> Exercise prompt
Reproduce every line of the records below word for word, with nothing left out or changed.

>> Begin Raw records

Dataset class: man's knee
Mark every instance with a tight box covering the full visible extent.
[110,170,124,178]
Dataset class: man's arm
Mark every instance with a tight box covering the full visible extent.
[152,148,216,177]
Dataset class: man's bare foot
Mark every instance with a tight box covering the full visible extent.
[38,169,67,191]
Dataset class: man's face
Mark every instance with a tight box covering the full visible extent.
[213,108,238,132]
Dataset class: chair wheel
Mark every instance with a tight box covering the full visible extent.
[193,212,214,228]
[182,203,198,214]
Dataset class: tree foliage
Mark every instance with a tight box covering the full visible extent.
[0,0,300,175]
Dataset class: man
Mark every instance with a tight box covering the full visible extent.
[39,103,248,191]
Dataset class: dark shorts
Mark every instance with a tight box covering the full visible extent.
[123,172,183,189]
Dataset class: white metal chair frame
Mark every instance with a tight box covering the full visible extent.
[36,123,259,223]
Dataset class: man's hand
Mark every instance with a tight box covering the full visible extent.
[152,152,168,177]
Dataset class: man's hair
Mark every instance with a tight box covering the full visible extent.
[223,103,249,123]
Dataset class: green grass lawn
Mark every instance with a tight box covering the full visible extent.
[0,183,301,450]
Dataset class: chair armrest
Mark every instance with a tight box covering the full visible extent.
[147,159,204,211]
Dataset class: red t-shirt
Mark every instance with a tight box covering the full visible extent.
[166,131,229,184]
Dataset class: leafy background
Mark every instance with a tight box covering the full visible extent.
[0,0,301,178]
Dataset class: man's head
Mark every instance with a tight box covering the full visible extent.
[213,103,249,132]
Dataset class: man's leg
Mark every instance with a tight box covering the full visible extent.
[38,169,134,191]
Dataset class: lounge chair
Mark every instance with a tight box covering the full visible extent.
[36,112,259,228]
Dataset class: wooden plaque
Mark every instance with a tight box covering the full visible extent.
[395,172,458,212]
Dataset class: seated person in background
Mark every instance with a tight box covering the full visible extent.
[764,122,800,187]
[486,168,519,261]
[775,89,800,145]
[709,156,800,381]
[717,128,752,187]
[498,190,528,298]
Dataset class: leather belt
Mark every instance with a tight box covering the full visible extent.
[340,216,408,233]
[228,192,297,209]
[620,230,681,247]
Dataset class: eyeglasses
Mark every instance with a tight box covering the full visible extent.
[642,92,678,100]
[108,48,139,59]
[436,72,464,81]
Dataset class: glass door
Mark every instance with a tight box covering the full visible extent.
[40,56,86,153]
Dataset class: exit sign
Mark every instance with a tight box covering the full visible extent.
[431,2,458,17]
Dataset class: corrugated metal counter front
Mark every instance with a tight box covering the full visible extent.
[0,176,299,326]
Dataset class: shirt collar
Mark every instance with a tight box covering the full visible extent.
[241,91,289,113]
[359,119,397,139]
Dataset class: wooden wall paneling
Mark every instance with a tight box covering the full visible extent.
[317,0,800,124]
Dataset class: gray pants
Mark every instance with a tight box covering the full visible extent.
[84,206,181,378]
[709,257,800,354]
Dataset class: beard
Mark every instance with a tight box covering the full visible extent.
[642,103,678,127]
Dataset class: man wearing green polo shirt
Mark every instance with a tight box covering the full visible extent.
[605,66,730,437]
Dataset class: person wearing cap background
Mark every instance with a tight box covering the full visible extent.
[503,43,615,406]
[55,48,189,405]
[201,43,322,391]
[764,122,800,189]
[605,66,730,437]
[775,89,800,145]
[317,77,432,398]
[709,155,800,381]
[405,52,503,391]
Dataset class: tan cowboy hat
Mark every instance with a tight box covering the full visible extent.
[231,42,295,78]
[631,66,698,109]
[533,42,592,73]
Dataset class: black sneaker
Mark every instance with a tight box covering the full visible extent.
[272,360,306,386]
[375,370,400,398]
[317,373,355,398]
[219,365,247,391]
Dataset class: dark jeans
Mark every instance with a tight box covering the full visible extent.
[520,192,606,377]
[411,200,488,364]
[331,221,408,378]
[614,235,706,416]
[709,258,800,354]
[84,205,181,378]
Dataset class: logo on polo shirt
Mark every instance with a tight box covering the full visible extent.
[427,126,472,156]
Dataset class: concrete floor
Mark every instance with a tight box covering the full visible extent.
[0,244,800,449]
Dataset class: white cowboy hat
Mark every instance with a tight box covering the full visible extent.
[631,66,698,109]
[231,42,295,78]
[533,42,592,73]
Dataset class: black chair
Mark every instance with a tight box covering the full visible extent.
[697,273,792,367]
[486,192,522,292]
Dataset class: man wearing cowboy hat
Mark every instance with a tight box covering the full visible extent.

>> End Raw records

> Answer to the problem
Dataset class: man's knee
Mark every instance with a tight box covering the full visible extent.
[110,170,124,178]
Dataset class: man's arm
Mark every instance with a tight box covering the full visible extent.
[152,148,216,177]
Dataset class: man's bare foot
Mark every instance with a tight box covering the full visible extent.
[38,169,67,191]
Dataset class: man's face
Mark every instance with a tight box covering the full visible extent.
[213,108,238,132]
Dataset class: chair wheel
Mark every instance with a tight box covering the full visible extent.
[193,212,214,228]
[182,203,198,214]
Dataset class: tree foliage
Mark every instance with a tight box covering the full visible extent.
[0,0,300,175]
Dataset class: man
Mark every instance with a tight box covering the full visible extent.
[39,103,248,191]
Dataset class: dark shorts
Mark every instance with a tight box covering the full visible extent.
[123,172,183,189]
Dataset class: white metal chair frame
Mark every instance with a tight box covering the full visible extent.
[36,123,259,223]
Dataset class: man's hand
Mark every instance with a tight box covering the full visible extent.
[152,152,168,177]
Dataset class: man's hair
Mark every instance with a tight box covering the full visible extent.
[223,103,249,123]
Dataset class: green grass lawn
Mark every instance with a tight box covering the full visible extent.
[0,183,301,450]
Dataset class: chair armrest
Mark every instance with a tight box covering the full visible extent.
[147,159,204,211]
Dataset class: red t-shirt
Mark every instance with a tight box covering the full visible extent.
[166,131,229,184]
Dataset class: leafy background
Mark every instance with a tight box covering the full visible extent.
[0,0,301,178]
Dataset class: man's head
Mark every instance with a tight box covering the full visible extent.
[213,103,249,132]
Dataset class: man's leg
Mark every instance with a tight box covering the full visible extent.
[38,169,134,191]
Dataset class: lounge chair
Mark every instance with a tight box covering the full visible extent.
[36,112,259,228]
Dataset class: wooden plaque
Mark every instance with a tight box covering the full visible extent.
[395,172,458,212]
Dataset class: seated person in background
Mark every instance with a tight box covering the full visible extent.
[764,122,800,187]
[486,168,519,261]
[775,89,800,145]
[709,156,800,381]
[717,128,752,187]
[498,190,528,298]
Dataset class: leather belt
Mark every instance with a tight box covering the full visible extent.
[340,216,408,233]
[228,192,297,209]
[620,230,681,247]
Dataset class: eyeglasses
Mark every instance with a tight box covering the full visible extent.
[642,92,678,100]
[108,48,139,59]
[436,72,464,81]
Dataset class: glass door
Mark every instance with a tight box covering the full visible extent.
[40,56,86,153]
Dataset class: exit sign
Mark every instance with a tight box covering the full visible extent.
[431,2,458,17]
Dataset class: corrugated metal counter front
Mark every instance with a tight box covering the full visible extent.
[0,176,299,326]
Dataset class: shirt collar
Mark every instance with a tight box covering the full visible extent.
[241,91,289,113]
[359,119,397,139]
Dataset class: wooden wall paneling
Mark every instance with a tight box covering the full visible extent.
[317,0,800,124]
Dataset class: gray pants
Mark every instance with a tight box covering the full visible extent.
[84,206,181,378]
[709,257,800,354]
Dataset class: beard
Mark every instance with a tight box covering the full visible extent.
[642,103,678,127]
Dataset class: man wearing green polo shirt
Mark every instance with a tight box covering the full visible extent.
[605,66,730,437]
Dataset class: person wearing cap background
Mark every instance with a tight box covering the full visible extent.
[503,43,615,406]
[55,48,189,405]
[201,43,322,391]
[764,122,800,189]
[605,66,730,437]
[775,89,800,145]
[317,77,432,398]
[709,155,800,381]
[405,52,503,391]
Dataset class: tan cowboy hat
Mark every instance with a tight box covering the full visible extent.
[231,42,295,78]
[631,66,698,109]
[533,42,592,73]
Dataset class: black sneaker
Mark every instance with a tight box covering the full visible extent.
[272,360,306,386]
[375,370,400,398]
[317,373,355,398]
[219,365,247,391]
Dataset class: dark jeans
Mark every instance with a tight box covering the full visible extent.
[520,192,606,377]
[411,200,488,364]
[331,221,408,378]
[614,235,706,416]
[709,258,800,354]
[84,205,181,378]
Dataset class: logo on polo shirt
Mark every instance with a tight box covering the full visible extent.
[427,126,472,156]
Dataset class: concrete floor
Mark every instance with a tight box covering the full visible extent.
[0,244,800,449]
Dataset class: white cowboy hat
Mark every instance with a tight box covering the full visible extent.
[631,66,698,109]
[231,42,295,78]
[533,42,592,73]
Dataset class: black chair
Mark every instance with a tight box covering the full visible extent.
[697,273,792,367]
[486,192,522,292]
Dataset class: man wearing cowboy hat
Mark every instance with a tight box covering the full visible extent.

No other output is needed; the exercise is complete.